EXERCISE BRIEF. Pull out each line in the entries below that contains the word "windshield", and copy those lines.

Annotation records.
....

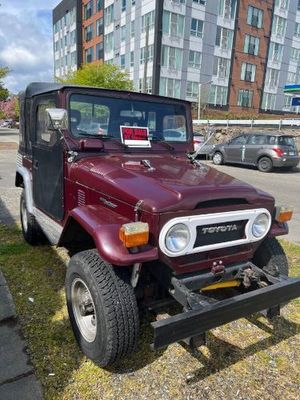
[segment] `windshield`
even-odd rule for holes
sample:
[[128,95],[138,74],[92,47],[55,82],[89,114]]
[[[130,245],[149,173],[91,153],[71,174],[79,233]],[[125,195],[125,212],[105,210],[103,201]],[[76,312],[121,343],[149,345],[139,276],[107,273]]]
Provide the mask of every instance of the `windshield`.
[[70,129],[73,136],[121,140],[120,127],[130,126],[146,128],[150,141],[187,141],[184,105],[71,95]]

....

FINISHED EXERCISE.
[segment] `windshield`
Provide the mask of every instance of the `windshield`.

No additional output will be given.